▸ What to produce: Take the line that has "Please return a" in it and every line after it to the end of the entries, and reproduce them exactly.

▸ Extracted data:
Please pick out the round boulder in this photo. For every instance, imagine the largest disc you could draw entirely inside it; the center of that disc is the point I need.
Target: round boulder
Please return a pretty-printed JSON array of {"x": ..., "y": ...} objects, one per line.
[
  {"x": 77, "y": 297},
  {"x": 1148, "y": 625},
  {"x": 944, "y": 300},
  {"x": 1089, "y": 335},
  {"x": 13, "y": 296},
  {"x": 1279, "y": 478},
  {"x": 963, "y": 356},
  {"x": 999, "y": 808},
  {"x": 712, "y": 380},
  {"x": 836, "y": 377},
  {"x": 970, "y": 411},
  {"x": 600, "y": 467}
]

▸ Answer for this exercise:
Please return a pretty-printed JSON array of {"x": ..., "y": ...} objects, one per line.
[
  {"x": 77, "y": 297},
  {"x": 1148, "y": 625},
  {"x": 944, "y": 300},
  {"x": 1089, "y": 335},
  {"x": 13, "y": 296},
  {"x": 1279, "y": 478},
  {"x": 963, "y": 356},
  {"x": 999, "y": 808},
  {"x": 712, "y": 380},
  {"x": 836, "y": 377},
  {"x": 970, "y": 411},
  {"x": 600, "y": 467}
]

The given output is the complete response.